## Text shown
=== Section Start ===
Lat-Am Watch

News and views on and from Latin America.

Thursday, October 23, 2008

Ecuador, your global utilities provider

Paying for rainforest services is a logical step

The Yasuní rain forest reserve in Ecuador is one million hectares of the most biodiversity territory on the planet. There are less than three months left to keep it that way.

That’s because underneath the Yasuní reserve lie nearly a billion barrels worth of oil.


Photo: www.amazoniaporlavida.org

Last year, in a revolutionary approach to preserving what’s left of our planet, the Ecuadorean government proposed to keep the oil in the ground if the international community was willing to fork out half of the money Ecuador would get if it actually exploited the oil field. That amount was calculated at 350 million dollars a year for ten years.

Worryingly, the deadline for other countries to commit to saving Yasuní runs out in December with hardly any funding in sight. By the beginning of next year oil companies could be staking claims to the underground wealth of Ecuador.

That would be disastrous for the natural habitat of thousands of species of flora and fauna, not to mention the indigenous communities that live in the reserve, some of whom have no contact with the outside world.

Don’t take my word for it, though. Past experience in Ecuador has proven that oil companies aren’t exactly beneficial to the environment. The damage in pollution caused by Chevron-Texaco, which dumped 18.5 billion gallons of highly carcinogenic toxic waste into unlined pits, swamps, streams, and rivers over a 28-year period has been calculated at 16.2 billion dollars.

Oxfam calls it the “environmental crime of the century.” So understandably the communities that live in the Yasuní reserve – and sane people in general– are hoping that the exploitation can be avoided.

What makes Yasuní so special? Here’s a statistic. On one acre of this pristine rain forest there exist, on average, more tree species than in the entire United States. It’s a tropical haven, where flora and fauna took refuge during the last Ice Age, and which today hosts the world’s greatest biodiversity. It’s home to jaguars, giant otters, woolly monkeys and no fewer than 630 types of birds – including the rare harpy eagle – and 25 species of endangered mammals.

But it’s not just an unusually high species count that makes this a place worth saving. The world’s rainforests hold tight tens of billions of tonnes of carbon in vegetation and soils, and continue to take carbon dioxide out of the atmosphere even when the have reached the stage of old and mature ecosystems.

As they breathe they pump out some 20 billion tonnes of water into the atmosphere every day, influencing global rainfall patterns. Deforestation and drought go hand in hand.

"Rainforests are like a giant global utility right now, like a water utility or a power station, that's providing a service we're not paying for," Andrew Mitchell, director of the Global Canopy Programme, told the Guardian recently. "When you don't pay your electricity bill, you get cut off. We should recognize that these countries [such as Ecuador] shouldn't provide us with a service for free."

That’s what makes the Yasuní plan so attractive. Paying 350 million a year now, will save us billions in the future spent on carbon sequestration and water desalination.

Of course the plan has weaknesses as well. A serious drawback, according to the Yasuní Green Gold non-governmental organization, is that the government’s proposal leaves open the possibility to return the money and exploit the oil field anyway.
=== Section End ===
## Your assignment
Set down everything in the Yasuní blog post from "Worryingly, the deadline" down to "wealth of Ecuador.", copied exactly.

## Listed entries
=== Section Start ===
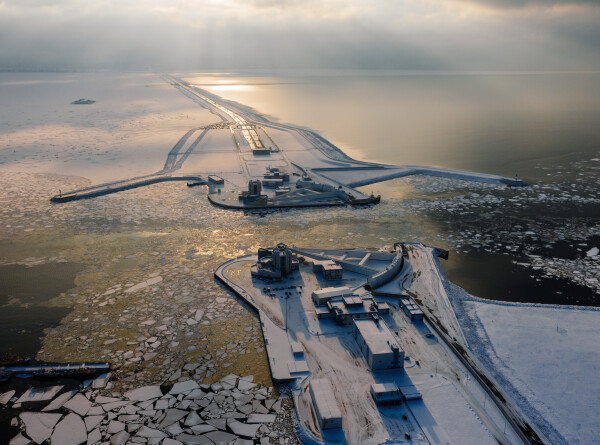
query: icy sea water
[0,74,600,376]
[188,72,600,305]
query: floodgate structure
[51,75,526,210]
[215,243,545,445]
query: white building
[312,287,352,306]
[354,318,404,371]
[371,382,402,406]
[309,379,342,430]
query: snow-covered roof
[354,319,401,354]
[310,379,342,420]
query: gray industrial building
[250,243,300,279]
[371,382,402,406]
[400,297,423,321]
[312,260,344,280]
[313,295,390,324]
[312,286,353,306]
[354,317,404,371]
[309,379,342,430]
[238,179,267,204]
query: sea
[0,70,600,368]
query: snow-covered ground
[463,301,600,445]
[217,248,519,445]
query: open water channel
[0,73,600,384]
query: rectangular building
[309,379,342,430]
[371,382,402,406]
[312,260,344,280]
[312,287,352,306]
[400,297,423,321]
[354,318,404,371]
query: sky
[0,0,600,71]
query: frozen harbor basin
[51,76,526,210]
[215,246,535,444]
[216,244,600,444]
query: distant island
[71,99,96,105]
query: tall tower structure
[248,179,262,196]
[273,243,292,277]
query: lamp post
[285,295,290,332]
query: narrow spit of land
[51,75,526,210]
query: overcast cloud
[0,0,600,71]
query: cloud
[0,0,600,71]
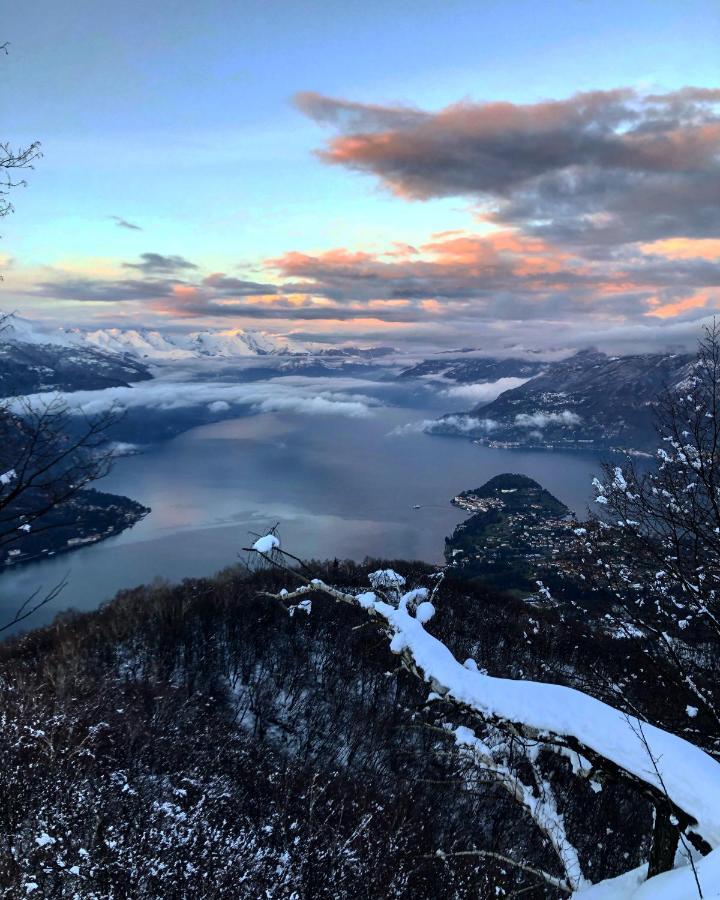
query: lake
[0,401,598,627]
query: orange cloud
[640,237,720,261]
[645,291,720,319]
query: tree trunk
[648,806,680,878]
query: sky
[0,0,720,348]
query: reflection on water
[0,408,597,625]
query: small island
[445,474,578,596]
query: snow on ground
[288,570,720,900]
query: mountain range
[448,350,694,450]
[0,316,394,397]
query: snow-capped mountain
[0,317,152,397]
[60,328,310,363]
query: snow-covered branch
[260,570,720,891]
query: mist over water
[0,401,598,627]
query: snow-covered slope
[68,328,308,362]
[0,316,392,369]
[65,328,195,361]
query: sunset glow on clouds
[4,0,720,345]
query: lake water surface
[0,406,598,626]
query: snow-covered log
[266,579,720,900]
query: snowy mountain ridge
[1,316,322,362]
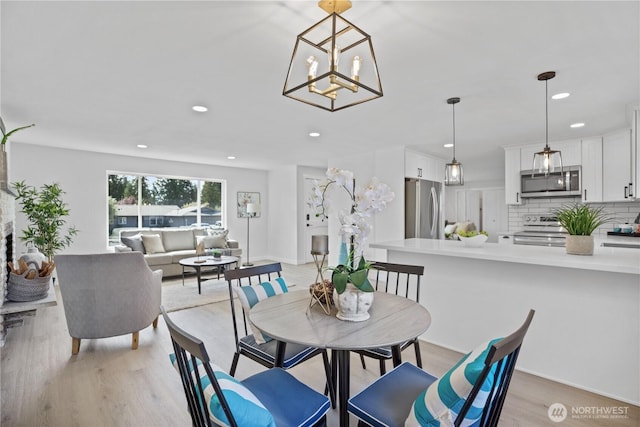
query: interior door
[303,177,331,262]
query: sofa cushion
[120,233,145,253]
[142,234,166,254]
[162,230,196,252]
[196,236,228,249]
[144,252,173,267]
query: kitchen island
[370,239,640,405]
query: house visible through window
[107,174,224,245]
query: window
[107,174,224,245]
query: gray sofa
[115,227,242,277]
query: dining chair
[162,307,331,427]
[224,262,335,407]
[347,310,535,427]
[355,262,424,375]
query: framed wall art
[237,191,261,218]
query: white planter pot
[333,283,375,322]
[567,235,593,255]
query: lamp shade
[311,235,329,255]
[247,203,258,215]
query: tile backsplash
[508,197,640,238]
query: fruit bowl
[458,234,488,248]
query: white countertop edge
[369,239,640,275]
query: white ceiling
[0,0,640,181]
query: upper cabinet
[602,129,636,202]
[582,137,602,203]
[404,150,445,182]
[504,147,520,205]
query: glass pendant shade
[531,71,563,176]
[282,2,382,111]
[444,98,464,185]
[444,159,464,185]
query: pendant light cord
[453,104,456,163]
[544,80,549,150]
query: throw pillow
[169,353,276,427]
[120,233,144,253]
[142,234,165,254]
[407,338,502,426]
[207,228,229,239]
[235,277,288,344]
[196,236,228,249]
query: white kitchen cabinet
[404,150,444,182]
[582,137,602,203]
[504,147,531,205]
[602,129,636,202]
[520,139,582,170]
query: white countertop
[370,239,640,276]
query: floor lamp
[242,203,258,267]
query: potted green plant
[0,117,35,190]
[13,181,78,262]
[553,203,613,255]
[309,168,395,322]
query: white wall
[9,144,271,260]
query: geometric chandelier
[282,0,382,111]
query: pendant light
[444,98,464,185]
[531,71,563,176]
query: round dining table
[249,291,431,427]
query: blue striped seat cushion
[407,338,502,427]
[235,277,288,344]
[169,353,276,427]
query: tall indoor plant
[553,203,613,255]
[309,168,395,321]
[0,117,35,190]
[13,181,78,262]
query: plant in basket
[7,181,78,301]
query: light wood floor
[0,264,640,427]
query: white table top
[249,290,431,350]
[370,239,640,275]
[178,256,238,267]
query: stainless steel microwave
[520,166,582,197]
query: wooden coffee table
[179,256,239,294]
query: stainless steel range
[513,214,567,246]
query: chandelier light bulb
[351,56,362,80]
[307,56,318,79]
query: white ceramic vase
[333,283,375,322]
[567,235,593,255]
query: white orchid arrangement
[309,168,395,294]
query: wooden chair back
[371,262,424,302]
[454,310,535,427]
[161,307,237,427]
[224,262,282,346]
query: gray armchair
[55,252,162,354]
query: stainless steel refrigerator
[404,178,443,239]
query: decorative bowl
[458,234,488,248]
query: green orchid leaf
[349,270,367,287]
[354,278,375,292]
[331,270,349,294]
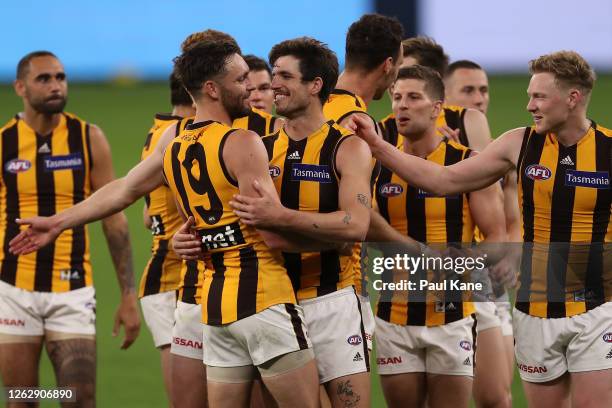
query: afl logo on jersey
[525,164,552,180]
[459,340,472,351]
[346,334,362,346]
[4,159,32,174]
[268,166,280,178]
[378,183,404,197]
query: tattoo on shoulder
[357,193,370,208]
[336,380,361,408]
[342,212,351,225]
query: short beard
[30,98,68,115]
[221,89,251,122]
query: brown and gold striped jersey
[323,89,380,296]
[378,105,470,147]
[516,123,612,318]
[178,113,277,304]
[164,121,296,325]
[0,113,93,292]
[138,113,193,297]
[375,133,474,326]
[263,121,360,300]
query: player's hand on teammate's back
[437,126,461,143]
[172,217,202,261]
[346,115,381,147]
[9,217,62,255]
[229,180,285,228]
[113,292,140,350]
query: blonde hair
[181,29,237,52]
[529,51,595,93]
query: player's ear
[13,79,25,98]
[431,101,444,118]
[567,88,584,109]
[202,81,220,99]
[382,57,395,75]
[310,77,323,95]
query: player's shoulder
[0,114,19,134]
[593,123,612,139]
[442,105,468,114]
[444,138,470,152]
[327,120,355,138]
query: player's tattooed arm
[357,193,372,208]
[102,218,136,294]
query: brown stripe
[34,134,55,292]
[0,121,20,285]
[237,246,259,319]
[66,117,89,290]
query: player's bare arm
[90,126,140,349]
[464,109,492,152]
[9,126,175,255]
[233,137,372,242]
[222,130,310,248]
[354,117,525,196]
=== Section End ===
=== Section Start ===
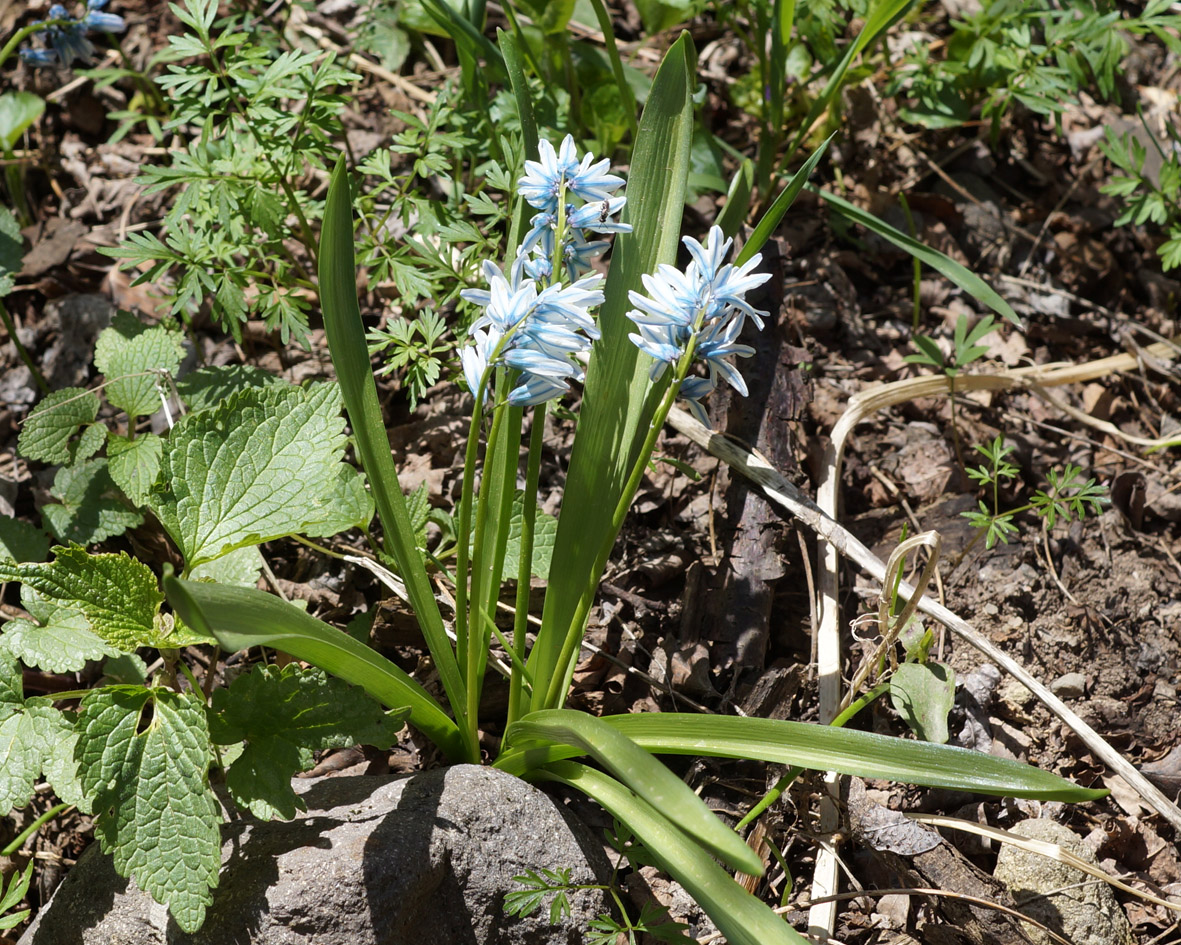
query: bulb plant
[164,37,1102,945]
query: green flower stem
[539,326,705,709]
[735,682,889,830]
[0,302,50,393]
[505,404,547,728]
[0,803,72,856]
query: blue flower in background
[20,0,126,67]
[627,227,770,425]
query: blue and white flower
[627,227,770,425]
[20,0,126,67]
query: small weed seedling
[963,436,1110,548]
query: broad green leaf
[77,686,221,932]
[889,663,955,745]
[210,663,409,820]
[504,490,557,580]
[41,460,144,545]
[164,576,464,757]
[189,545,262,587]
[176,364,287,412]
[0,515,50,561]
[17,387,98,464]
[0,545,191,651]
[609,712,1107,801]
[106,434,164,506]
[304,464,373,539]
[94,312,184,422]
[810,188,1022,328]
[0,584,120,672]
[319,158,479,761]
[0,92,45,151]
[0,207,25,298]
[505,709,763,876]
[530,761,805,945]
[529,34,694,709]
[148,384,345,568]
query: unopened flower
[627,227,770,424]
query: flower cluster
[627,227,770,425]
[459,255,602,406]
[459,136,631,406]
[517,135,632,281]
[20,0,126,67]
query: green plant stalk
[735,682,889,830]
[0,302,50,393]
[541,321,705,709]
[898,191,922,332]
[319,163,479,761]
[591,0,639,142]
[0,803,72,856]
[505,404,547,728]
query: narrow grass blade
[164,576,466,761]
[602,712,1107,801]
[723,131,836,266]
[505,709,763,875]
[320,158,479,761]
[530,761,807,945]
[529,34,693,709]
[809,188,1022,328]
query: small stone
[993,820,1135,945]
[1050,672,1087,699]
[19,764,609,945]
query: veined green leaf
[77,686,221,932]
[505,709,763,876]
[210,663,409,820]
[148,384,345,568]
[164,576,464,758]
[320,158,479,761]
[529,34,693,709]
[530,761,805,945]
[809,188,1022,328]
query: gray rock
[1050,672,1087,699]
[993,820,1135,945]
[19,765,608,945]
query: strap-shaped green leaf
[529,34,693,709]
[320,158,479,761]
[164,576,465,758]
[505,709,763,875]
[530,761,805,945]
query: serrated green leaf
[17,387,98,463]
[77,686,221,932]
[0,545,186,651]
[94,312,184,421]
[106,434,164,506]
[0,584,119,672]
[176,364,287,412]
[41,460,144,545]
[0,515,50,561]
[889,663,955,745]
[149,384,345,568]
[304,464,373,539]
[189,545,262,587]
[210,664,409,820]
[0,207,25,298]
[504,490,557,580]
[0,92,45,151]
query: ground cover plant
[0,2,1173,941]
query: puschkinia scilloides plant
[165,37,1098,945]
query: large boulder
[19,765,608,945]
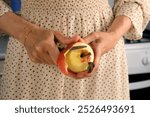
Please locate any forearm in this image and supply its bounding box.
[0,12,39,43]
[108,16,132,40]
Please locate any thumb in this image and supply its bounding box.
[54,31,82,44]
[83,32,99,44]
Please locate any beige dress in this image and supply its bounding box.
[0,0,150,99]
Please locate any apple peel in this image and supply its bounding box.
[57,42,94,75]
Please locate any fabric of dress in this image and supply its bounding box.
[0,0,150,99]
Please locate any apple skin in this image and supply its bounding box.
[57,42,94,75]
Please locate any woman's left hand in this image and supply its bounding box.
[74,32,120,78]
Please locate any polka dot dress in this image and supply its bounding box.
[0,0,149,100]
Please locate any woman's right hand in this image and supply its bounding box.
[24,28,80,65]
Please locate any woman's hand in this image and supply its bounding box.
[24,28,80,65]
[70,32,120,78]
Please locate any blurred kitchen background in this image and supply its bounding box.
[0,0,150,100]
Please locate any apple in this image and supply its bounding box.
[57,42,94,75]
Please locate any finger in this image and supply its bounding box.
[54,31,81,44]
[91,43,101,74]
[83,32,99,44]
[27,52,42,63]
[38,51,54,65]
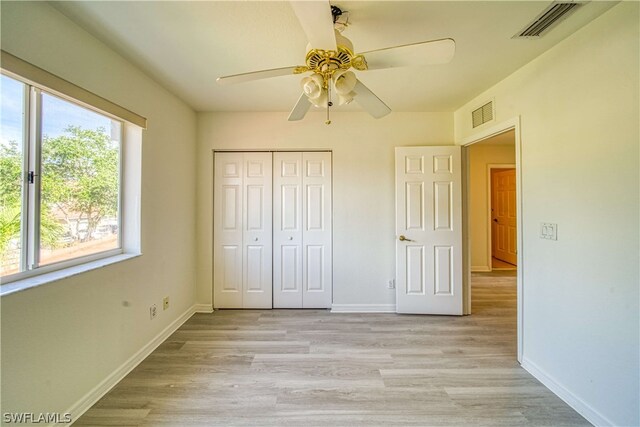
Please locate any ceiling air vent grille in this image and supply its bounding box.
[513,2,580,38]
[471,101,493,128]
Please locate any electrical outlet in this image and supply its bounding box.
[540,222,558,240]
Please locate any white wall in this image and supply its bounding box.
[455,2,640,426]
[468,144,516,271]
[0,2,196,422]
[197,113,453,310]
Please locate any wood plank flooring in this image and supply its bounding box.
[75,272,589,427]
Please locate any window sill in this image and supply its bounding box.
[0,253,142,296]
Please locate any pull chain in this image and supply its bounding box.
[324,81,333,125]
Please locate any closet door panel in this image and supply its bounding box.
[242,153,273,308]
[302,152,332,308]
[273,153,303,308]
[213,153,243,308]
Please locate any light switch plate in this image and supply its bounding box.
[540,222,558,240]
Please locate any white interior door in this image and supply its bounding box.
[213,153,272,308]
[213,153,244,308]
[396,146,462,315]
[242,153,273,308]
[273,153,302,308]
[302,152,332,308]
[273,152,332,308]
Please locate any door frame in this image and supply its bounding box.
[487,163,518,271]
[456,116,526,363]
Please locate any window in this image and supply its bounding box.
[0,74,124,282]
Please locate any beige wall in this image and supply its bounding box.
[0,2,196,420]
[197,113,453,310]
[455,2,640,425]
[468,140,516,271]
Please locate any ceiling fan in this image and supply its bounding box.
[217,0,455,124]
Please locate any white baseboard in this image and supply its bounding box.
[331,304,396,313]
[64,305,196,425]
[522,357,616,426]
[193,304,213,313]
=== Section End ===
=== Section Start ===
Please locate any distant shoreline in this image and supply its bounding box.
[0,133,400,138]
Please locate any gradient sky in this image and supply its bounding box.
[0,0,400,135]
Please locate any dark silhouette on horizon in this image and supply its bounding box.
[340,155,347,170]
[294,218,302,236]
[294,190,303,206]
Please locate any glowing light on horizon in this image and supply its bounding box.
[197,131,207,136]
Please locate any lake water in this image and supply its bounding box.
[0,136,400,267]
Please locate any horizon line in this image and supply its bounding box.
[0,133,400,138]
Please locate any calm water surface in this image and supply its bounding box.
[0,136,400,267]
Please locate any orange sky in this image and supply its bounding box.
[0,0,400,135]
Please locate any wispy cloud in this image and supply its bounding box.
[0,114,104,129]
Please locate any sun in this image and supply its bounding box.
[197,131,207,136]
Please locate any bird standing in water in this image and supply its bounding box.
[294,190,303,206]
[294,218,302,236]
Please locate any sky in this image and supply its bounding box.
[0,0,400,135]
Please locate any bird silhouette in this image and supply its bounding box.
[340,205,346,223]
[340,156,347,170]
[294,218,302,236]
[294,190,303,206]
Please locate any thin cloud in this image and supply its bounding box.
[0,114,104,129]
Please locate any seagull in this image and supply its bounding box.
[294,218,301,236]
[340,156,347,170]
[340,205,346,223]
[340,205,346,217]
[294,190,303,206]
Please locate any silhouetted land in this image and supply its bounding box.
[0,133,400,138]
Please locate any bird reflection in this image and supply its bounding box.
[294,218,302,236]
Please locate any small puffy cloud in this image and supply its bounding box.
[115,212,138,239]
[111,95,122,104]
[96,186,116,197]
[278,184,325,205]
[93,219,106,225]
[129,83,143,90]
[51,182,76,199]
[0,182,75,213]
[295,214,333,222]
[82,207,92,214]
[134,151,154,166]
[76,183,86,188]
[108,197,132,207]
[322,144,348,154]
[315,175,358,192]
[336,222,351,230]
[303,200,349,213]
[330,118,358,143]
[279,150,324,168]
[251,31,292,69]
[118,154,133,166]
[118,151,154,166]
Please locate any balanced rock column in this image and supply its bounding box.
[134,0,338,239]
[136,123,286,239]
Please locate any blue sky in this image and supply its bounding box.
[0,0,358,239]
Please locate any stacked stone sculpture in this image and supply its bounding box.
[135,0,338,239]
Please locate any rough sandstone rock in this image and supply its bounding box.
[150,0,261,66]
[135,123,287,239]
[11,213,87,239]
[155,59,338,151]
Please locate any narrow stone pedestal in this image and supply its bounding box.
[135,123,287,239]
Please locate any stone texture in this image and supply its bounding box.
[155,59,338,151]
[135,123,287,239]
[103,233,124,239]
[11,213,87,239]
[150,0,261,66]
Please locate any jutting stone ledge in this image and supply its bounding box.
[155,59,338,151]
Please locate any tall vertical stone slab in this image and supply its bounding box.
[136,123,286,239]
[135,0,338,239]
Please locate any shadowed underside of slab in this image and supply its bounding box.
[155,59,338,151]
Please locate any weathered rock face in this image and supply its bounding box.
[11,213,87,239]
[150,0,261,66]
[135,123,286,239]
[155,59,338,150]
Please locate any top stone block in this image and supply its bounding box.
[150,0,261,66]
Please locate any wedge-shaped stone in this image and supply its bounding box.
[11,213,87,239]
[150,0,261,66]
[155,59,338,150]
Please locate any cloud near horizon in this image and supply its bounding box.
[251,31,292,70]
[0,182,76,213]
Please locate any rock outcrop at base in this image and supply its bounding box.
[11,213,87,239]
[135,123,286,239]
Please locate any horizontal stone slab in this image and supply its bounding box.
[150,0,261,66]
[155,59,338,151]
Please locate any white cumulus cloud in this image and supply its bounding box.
=== Section End ===
## Written answer
Worryingly, the deadline for other countries to commit to saving Yasuní runs out in December with hardly any funding in sight. By the beginning of next year oil companies could be staking claims to the underground wealth of Ecuador.